start

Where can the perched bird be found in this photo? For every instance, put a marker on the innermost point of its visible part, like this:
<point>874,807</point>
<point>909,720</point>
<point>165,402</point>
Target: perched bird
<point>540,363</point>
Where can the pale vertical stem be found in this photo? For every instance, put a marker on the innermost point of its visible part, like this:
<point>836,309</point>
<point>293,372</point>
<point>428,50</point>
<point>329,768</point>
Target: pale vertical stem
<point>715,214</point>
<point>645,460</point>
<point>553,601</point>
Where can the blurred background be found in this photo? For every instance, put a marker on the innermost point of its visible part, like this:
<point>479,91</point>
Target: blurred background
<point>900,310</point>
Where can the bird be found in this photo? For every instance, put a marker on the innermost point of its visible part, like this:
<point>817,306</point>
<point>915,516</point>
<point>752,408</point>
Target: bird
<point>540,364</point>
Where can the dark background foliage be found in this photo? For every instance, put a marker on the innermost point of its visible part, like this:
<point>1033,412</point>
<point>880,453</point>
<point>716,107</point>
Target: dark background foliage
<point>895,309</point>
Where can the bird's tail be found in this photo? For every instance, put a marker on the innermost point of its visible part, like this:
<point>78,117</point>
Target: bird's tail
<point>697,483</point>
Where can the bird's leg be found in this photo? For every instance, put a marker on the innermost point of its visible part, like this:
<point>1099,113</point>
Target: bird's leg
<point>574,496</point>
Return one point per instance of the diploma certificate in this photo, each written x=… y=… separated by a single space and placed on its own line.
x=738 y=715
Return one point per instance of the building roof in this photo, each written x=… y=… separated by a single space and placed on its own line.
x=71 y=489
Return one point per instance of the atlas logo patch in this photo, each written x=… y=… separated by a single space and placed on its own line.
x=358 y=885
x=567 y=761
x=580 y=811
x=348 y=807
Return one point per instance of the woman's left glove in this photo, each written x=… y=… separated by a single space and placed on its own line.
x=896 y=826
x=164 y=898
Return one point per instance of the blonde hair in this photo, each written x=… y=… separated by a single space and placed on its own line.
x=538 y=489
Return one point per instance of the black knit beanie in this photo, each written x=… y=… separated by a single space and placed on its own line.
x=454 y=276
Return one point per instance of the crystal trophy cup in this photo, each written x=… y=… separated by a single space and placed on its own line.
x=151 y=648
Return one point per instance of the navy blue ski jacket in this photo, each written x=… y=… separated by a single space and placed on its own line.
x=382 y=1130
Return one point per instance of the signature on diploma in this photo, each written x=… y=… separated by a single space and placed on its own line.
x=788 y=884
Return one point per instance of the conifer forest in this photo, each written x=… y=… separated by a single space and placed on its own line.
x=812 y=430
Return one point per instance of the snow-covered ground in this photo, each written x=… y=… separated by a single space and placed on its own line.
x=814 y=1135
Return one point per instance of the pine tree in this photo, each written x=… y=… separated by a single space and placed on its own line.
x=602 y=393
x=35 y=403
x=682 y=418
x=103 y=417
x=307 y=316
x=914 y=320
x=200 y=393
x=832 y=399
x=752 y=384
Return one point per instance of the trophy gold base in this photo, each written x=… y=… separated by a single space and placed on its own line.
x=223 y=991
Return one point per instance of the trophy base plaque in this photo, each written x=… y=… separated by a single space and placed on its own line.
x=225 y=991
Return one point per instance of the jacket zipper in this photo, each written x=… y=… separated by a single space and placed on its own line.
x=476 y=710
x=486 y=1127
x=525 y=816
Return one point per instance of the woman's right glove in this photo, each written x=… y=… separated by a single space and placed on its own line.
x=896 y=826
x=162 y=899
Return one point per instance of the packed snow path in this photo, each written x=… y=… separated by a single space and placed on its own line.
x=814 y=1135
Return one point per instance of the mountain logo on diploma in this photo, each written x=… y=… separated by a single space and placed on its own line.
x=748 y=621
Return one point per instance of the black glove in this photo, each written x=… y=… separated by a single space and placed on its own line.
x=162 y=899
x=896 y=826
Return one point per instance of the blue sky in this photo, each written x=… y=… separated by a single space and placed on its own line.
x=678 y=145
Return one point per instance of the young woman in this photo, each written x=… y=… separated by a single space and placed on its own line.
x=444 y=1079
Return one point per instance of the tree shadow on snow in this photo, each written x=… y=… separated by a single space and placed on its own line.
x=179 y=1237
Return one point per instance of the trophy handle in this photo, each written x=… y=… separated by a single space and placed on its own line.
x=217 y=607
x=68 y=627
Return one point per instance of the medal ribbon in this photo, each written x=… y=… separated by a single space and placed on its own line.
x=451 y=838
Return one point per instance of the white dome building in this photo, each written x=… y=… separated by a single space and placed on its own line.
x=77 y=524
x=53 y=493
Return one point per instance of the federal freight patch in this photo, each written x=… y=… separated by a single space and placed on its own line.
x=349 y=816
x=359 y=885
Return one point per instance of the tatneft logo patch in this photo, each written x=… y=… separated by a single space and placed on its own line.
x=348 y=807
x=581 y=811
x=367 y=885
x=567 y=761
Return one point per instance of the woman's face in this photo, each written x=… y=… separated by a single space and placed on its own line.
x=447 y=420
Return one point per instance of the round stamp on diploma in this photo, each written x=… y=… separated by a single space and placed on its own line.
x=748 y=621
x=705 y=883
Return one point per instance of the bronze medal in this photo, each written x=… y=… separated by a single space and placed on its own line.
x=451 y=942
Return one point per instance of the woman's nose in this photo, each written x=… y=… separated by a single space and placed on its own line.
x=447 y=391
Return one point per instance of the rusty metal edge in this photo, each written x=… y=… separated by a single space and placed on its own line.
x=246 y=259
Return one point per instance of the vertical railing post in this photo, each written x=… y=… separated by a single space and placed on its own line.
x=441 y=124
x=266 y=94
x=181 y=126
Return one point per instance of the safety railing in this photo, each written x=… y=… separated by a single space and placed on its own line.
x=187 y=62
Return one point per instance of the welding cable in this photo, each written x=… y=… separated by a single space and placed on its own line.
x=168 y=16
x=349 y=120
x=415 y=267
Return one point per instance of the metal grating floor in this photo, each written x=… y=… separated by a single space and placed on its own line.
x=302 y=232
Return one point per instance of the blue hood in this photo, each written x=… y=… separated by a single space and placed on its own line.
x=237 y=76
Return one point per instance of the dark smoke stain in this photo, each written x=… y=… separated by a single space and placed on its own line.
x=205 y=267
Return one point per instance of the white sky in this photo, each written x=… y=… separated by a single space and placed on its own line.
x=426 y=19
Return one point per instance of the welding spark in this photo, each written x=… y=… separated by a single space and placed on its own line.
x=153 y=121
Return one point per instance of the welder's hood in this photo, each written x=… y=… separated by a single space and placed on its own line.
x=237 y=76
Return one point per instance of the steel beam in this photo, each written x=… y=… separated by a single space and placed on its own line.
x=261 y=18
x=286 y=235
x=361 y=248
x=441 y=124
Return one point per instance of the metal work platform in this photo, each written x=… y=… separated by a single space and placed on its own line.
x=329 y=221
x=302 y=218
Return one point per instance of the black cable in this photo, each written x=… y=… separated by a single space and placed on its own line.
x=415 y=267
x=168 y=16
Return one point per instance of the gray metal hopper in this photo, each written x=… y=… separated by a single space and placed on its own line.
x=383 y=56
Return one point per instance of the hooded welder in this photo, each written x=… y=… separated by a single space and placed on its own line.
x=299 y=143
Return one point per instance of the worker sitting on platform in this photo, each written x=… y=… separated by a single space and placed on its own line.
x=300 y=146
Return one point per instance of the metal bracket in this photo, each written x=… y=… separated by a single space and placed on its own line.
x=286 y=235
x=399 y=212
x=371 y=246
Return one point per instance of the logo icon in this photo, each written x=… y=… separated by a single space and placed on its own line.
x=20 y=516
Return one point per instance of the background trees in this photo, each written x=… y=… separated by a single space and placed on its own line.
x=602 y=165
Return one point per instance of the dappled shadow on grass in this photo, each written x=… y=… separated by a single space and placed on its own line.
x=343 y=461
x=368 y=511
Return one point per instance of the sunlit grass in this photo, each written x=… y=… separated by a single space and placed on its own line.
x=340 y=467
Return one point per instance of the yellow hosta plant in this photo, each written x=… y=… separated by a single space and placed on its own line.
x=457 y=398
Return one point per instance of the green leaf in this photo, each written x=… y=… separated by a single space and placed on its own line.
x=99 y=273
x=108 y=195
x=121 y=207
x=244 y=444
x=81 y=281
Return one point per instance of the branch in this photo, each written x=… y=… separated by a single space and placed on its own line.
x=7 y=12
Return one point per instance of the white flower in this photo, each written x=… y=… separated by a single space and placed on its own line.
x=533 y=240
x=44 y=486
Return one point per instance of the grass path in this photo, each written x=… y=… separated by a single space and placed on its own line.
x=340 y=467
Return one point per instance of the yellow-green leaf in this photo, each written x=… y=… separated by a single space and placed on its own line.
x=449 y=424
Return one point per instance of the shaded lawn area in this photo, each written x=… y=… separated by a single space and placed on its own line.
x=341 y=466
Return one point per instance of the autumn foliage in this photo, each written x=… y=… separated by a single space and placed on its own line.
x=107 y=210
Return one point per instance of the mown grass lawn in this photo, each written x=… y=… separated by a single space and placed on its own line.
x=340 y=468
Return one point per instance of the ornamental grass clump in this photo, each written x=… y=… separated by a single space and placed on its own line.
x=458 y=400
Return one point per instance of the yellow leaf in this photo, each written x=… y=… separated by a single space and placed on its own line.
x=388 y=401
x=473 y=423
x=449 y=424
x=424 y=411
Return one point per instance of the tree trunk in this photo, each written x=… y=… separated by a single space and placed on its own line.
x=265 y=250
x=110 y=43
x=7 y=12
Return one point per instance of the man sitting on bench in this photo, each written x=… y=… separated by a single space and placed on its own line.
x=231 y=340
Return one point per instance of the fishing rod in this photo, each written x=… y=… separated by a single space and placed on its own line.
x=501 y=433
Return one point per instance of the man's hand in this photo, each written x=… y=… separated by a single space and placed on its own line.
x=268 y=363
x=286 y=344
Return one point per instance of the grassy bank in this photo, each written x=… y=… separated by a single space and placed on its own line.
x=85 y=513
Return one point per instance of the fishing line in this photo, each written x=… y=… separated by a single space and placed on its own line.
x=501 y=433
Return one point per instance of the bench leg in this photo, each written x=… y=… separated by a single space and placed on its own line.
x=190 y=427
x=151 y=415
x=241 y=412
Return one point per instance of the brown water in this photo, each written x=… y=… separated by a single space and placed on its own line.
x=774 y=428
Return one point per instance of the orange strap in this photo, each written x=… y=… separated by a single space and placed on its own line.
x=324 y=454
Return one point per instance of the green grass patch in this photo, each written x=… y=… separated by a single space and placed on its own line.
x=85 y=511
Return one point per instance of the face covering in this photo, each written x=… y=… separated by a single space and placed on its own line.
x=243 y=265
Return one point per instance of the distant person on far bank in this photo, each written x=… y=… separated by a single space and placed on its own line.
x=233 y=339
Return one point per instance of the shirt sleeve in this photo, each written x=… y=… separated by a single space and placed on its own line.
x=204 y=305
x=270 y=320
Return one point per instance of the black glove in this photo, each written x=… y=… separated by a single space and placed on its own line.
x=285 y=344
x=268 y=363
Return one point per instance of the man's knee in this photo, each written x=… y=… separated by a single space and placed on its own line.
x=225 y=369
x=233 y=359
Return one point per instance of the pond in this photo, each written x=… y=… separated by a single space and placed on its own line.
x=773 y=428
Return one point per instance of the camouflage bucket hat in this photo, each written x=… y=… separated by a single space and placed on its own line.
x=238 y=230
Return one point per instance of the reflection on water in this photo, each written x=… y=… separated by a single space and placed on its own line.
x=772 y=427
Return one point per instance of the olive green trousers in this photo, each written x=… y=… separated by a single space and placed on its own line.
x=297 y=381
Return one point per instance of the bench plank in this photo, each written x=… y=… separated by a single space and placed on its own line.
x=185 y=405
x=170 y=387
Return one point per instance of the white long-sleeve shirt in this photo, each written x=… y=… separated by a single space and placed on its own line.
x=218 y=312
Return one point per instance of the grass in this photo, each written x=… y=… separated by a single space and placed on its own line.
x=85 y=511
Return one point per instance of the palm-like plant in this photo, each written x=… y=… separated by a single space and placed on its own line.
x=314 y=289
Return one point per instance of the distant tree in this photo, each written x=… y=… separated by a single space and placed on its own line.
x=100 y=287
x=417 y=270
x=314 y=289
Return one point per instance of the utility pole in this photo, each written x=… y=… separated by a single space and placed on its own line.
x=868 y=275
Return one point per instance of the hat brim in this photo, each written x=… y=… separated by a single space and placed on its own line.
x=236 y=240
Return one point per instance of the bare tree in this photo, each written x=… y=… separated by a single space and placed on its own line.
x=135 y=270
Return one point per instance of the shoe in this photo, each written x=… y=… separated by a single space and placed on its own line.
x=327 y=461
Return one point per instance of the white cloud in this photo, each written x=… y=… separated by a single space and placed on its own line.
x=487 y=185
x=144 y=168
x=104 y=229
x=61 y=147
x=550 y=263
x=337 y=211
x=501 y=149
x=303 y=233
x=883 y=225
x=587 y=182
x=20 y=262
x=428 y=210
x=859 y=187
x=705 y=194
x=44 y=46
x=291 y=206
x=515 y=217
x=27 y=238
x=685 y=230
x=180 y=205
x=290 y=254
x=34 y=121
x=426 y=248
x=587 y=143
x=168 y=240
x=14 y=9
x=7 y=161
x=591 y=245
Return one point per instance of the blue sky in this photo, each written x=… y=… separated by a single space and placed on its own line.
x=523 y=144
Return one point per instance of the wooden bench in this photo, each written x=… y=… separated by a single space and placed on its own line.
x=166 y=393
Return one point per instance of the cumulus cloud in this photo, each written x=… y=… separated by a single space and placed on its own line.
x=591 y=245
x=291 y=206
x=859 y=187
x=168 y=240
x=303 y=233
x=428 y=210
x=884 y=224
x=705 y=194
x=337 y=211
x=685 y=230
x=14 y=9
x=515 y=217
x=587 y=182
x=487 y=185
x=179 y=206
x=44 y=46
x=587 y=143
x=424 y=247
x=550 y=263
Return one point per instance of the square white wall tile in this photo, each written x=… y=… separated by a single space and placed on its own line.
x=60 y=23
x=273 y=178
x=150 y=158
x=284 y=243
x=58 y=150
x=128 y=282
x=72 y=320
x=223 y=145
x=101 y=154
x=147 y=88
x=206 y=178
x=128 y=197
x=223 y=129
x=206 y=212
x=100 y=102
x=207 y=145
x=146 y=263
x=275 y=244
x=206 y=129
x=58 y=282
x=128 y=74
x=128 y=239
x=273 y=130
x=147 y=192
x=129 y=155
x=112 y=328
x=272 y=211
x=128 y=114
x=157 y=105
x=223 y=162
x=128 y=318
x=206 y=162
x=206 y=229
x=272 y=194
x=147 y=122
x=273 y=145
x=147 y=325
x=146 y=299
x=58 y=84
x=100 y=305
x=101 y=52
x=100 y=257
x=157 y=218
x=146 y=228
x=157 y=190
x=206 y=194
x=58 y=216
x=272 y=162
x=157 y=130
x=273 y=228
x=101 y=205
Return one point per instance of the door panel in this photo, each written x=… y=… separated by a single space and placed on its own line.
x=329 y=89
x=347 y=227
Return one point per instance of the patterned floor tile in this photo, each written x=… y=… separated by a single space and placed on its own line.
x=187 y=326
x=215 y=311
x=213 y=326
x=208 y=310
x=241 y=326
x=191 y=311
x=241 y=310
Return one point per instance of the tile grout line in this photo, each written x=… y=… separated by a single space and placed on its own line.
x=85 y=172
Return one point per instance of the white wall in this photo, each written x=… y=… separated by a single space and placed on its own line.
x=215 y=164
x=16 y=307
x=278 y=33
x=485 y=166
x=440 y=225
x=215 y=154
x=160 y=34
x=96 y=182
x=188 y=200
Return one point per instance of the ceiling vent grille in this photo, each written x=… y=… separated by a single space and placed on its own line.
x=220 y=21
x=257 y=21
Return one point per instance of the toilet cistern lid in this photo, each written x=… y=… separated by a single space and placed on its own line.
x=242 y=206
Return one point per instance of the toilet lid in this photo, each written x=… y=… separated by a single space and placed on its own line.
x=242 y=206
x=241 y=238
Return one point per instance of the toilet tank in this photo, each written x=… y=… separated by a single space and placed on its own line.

end

● Instructions for the task
Rescale the material from its first line through the line that contains "<point>540,364</point>", both ends included. Reproduce every line, requests too, multiplying each coordinate in the answer points by 0.85 and rounding to the nearest whole number, with halves rounded up, while leaving the numbers in the requests and their sample points unchanged.

● Exercise answer
Where can the perched bird be found in this photo? For every instance, put a marker on the innermost point of its visible part, like this:
<point>874,807</point>
<point>909,720</point>
<point>165,402</point>
Target: perched bird
<point>459,309</point>
Where can the pale vertical stem be found in this photo? For every instance, put a marker on the innermost point of its visible part, like this:
<point>836,309</point>
<point>293,372</point>
<point>428,50</point>
<point>329,768</point>
Target: pale vertical stem
<point>608,182</point>
<point>548,391</point>
<point>470,511</point>
Where can the blurred background be found in this photo? For every instance, put a marker on the innermost point of its visible part, like this:
<point>479,91</point>
Target: blurred background
<point>765,264</point>
Where can the bird be found in this photo? For every instance, put a marker on the innermost point of its visible part, like this:
<point>817,306</point>
<point>915,516</point>
<point>752,408</point>
Target: bird
<point>459,309</point>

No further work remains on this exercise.